--- Start ---
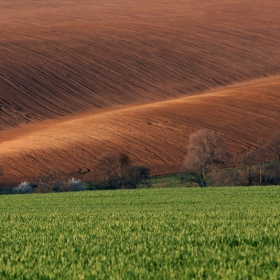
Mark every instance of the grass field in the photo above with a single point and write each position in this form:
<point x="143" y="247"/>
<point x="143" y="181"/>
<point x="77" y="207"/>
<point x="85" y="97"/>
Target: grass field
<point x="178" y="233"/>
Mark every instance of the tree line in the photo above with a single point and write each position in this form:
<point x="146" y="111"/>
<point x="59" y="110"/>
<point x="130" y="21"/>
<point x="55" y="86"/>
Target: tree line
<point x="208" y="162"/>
--- End ---
--- Start ---
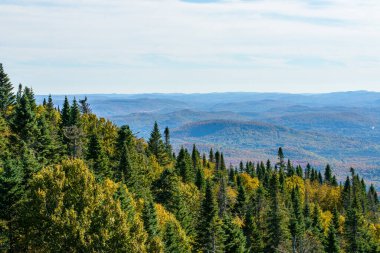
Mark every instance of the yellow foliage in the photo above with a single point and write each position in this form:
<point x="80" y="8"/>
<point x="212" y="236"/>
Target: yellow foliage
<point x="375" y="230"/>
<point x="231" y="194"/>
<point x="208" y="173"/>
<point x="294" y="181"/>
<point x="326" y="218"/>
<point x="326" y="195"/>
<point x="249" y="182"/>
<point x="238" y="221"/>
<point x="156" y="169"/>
--- End ---
**STATED EXERCISE**
Count the lines in the material above that contain the string "Target" and reply with the number alone.

**FULL SOLUTION**
3